What is required - Please give back the listing starting at its first line and ending at the line containing "[[405, 332]]", switching "red beak" to "crimson beak" and leaving everything else unchanged.
--- START ---
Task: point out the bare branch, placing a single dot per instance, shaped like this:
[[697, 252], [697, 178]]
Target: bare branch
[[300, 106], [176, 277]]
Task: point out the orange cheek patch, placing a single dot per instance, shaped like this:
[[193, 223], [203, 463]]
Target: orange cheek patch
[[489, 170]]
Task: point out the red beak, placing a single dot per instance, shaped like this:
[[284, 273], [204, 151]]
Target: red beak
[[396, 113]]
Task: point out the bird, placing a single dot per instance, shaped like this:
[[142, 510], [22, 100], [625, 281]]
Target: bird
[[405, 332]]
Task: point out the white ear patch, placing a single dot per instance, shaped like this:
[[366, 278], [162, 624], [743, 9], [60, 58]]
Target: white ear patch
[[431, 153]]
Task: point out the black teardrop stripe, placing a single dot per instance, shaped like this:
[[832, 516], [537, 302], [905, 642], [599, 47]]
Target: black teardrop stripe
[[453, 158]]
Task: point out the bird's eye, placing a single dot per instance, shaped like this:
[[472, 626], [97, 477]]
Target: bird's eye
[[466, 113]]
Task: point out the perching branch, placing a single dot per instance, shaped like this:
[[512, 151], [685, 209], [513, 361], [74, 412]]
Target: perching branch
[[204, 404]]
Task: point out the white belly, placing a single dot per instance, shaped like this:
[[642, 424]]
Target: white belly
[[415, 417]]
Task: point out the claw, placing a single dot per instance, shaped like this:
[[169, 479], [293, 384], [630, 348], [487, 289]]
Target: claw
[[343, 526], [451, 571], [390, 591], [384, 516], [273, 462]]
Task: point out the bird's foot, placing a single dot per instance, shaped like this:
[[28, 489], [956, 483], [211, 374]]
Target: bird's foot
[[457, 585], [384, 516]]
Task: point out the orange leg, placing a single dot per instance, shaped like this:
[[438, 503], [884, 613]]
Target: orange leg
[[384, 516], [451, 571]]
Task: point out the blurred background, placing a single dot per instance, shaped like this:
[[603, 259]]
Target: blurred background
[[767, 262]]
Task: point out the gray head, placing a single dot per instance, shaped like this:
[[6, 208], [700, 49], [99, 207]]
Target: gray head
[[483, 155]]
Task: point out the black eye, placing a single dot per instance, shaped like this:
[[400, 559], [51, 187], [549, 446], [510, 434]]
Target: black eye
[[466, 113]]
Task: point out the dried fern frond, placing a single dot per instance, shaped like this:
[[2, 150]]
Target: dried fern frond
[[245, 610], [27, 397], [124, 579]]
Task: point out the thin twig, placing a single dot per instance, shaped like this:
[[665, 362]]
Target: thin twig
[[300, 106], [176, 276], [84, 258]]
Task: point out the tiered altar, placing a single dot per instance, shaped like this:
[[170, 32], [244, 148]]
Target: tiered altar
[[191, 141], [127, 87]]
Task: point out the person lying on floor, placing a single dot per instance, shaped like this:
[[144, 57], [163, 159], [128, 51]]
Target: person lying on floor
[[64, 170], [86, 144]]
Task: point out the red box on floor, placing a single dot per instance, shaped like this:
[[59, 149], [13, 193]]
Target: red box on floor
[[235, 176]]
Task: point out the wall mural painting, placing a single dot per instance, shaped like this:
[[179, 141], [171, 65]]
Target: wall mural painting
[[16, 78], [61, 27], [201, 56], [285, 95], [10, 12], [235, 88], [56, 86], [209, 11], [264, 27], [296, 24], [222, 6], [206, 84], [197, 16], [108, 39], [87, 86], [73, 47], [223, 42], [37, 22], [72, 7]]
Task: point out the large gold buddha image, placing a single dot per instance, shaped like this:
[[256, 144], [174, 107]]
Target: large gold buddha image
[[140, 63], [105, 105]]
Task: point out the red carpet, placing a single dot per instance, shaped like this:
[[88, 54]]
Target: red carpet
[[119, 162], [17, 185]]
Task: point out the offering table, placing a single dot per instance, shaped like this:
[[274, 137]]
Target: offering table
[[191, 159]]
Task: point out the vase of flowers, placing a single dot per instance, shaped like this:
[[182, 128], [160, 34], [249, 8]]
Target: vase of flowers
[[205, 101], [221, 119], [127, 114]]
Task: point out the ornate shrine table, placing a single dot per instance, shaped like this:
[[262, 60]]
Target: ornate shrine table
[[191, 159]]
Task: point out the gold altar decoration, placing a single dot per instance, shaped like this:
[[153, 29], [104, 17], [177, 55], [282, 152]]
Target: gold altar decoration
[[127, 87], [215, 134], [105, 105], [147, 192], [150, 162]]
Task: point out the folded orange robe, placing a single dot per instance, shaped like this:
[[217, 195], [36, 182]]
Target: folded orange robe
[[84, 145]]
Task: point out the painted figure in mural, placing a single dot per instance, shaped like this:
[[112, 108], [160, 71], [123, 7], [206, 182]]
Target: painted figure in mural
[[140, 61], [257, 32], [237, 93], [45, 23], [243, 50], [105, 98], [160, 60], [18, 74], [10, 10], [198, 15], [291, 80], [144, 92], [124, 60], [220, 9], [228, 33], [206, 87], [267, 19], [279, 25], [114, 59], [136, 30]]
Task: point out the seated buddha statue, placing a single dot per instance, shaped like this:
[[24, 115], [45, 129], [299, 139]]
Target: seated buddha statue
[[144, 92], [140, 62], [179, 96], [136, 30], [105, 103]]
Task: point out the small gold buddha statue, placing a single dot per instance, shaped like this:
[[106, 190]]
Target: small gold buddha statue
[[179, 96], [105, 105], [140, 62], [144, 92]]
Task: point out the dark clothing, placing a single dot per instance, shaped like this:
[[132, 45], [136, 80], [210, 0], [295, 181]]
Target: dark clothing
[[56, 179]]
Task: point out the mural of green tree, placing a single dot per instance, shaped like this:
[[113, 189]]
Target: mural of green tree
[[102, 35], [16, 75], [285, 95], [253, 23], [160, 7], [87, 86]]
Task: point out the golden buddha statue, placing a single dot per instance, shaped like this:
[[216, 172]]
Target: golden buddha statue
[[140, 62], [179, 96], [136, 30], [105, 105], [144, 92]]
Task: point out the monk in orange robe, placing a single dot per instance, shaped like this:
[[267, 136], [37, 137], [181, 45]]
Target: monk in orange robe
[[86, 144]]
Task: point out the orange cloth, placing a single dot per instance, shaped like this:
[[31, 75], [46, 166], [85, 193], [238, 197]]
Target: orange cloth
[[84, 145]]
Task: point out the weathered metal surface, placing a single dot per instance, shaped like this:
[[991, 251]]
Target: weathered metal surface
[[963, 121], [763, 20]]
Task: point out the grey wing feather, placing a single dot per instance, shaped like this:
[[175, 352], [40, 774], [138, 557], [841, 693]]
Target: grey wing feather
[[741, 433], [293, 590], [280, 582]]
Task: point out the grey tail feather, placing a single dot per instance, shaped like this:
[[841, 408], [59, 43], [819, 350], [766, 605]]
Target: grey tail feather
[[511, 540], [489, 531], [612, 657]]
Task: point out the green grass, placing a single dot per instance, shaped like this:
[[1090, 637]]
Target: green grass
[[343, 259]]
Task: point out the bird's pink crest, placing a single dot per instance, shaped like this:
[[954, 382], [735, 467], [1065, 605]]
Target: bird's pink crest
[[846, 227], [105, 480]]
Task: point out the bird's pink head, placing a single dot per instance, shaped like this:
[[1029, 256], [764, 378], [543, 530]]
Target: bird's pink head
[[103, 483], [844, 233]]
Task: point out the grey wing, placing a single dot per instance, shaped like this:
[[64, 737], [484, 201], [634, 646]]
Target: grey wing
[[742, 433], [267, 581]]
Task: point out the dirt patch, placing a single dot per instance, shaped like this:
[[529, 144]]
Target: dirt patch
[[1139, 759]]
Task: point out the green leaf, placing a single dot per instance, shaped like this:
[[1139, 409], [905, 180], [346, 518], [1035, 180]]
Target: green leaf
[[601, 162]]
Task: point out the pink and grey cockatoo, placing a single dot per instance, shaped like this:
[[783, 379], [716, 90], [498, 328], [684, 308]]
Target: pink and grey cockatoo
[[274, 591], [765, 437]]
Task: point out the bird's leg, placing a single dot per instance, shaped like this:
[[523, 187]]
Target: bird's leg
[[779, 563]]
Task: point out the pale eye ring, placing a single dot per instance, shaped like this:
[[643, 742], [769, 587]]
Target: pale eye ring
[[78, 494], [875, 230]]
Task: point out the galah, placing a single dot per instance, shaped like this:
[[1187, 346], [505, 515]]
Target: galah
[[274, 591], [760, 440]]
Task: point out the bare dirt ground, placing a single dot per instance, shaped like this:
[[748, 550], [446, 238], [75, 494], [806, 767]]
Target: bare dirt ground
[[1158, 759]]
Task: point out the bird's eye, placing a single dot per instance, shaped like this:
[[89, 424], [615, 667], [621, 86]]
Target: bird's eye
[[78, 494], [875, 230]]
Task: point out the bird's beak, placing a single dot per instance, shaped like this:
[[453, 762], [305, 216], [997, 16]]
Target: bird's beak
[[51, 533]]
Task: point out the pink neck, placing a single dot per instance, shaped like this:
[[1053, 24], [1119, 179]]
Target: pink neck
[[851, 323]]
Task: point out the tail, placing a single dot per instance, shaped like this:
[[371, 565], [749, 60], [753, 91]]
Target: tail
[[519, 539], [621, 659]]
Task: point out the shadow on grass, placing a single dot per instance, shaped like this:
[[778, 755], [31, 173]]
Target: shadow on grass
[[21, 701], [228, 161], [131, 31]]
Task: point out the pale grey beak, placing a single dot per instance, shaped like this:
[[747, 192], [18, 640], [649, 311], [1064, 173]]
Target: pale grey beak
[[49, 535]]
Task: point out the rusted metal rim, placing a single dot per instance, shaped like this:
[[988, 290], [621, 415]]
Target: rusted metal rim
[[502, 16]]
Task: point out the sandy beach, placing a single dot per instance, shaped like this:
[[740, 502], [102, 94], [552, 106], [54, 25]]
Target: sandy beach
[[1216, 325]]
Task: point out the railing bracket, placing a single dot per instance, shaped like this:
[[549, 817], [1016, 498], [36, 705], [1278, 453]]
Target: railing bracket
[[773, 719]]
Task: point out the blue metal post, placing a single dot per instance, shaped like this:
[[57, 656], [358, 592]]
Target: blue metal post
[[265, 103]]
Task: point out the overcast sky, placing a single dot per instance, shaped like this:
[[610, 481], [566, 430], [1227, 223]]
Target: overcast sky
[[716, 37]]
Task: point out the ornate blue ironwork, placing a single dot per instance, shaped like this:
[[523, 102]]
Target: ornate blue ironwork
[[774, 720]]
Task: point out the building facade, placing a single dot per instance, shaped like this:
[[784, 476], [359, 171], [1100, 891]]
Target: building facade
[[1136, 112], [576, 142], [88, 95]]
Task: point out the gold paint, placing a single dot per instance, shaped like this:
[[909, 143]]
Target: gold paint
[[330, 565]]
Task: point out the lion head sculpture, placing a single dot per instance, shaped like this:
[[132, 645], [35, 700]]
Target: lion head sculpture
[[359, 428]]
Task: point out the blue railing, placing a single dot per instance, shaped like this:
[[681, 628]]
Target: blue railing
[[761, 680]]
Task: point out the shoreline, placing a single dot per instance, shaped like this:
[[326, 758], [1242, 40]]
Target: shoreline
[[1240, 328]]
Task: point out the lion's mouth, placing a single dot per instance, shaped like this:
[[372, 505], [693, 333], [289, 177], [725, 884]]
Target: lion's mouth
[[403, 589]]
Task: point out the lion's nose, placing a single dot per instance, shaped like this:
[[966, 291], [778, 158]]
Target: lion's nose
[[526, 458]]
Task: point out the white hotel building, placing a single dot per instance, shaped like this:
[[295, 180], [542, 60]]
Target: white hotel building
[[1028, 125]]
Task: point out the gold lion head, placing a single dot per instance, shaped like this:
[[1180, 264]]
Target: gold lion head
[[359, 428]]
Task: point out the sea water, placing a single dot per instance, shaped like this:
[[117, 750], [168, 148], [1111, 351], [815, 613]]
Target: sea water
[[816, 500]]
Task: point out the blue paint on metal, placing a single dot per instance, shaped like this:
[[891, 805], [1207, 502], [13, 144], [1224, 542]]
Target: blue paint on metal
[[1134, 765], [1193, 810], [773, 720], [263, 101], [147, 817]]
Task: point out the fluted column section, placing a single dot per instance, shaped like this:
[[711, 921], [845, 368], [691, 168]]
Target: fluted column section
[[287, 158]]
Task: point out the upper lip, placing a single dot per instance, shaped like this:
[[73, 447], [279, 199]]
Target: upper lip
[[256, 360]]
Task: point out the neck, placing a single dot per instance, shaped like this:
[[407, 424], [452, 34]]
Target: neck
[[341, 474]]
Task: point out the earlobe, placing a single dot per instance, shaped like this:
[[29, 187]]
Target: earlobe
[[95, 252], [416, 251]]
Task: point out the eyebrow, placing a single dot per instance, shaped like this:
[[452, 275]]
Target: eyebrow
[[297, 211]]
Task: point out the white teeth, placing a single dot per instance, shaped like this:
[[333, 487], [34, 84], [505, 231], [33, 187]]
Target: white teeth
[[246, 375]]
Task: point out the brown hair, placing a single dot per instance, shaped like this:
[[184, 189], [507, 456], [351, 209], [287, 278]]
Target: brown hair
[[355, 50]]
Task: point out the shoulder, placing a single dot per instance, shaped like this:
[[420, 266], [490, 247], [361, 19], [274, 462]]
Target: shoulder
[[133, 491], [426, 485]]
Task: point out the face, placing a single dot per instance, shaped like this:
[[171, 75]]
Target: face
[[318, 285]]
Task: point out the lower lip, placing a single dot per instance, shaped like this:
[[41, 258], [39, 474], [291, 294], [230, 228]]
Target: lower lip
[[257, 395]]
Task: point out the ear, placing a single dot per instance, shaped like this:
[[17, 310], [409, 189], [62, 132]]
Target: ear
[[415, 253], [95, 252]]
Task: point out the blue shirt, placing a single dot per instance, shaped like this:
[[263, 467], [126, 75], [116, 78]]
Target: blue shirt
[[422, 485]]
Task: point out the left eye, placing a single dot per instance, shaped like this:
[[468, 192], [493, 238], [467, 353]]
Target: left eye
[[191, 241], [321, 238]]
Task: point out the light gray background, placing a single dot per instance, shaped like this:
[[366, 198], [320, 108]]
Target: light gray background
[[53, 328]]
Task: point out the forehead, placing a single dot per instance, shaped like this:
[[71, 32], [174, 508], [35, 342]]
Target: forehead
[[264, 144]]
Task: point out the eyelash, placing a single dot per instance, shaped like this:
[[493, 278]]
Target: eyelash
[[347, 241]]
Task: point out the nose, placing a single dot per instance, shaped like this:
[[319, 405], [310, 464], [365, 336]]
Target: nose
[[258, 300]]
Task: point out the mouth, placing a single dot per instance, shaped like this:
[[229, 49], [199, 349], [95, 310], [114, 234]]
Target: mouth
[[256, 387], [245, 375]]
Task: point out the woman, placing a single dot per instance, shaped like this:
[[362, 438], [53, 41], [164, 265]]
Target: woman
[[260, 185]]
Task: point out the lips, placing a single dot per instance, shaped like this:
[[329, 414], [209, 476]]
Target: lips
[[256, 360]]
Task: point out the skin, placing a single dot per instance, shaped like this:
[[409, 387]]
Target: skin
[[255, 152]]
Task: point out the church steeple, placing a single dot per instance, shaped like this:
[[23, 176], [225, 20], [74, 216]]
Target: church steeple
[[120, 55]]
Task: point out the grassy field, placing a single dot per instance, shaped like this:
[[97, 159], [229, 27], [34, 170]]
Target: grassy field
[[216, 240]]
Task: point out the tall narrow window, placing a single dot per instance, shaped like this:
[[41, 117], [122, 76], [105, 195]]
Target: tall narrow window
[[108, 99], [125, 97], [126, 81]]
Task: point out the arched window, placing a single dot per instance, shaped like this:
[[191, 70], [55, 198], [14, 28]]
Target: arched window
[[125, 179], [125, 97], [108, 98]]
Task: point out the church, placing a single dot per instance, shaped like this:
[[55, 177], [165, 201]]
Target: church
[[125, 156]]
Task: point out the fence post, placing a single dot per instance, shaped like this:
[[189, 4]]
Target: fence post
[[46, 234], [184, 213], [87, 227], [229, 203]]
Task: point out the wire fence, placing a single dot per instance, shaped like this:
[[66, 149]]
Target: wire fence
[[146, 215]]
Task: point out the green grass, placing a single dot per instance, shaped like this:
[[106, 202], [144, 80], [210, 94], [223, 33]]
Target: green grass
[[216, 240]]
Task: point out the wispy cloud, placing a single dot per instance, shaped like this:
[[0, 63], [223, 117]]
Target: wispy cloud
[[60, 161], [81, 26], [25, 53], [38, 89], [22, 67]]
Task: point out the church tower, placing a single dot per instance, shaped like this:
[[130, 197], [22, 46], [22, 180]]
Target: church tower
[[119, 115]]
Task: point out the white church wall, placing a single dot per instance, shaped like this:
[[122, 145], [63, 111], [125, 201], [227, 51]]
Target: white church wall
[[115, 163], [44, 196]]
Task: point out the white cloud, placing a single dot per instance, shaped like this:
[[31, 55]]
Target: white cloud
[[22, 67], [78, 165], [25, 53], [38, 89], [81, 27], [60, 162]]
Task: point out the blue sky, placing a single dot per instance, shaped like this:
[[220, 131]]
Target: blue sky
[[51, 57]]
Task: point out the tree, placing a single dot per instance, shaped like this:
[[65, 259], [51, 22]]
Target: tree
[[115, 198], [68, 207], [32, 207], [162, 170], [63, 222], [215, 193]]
--- END ---
Output of the task -
Task: point out the bare branch, placing a single dot per instance, shaped like this:
[[697, 252], [697, 178]]
Target: bare branch
[[300, 106], [176, 277]]
Task: point out the orange cheek patch, placing a single dot per instance, shaped like this:
[[193, 223], [203, 463]]
Target: orange cheek patch
[[489, 170]]
Task: point out the crimson beak, placing a single dot per instance, shaped like this:
[[284, 273], [204, 151]]
Target: crimson beak
[[396, 113]]
Task: point out the bird, placing a single dot per instance, shaped like this:
[[142, 510], [22, 100], [625, 281]]
Target: bird
[[405, 332]]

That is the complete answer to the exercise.